*WHAT THE TASK REQUIRES*:
Rewrite the entries below, replacing "instance" with "object" and leaving everything else unchanged. Omit the pictures from your version.

*DATA LINES*:
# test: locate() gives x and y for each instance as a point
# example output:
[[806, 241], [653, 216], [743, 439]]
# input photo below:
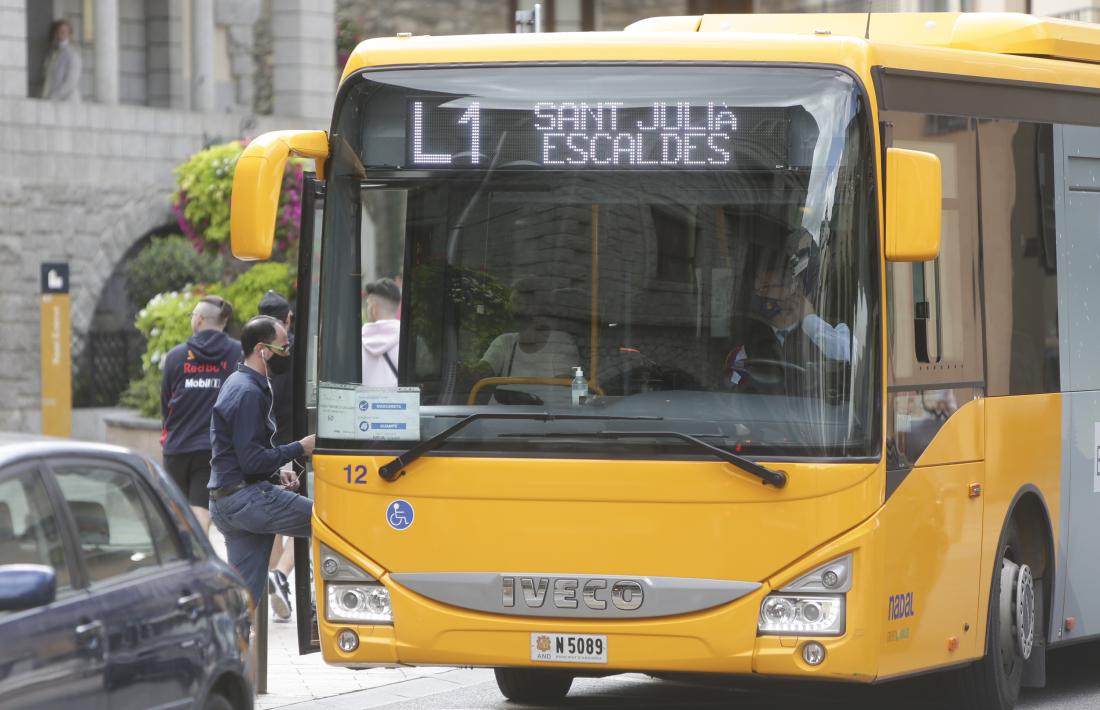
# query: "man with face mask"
[[63, 65], [245, 504], [784, 329]]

*FULL RESPONSE*:
# test: locate() gives x and y for each object as a point
# example output:
[[806, 241], [653, 216], [743, 439]]
# input photo below:
# query: "man with face mask"
[[63, 65], [245, 504], [784, 329]]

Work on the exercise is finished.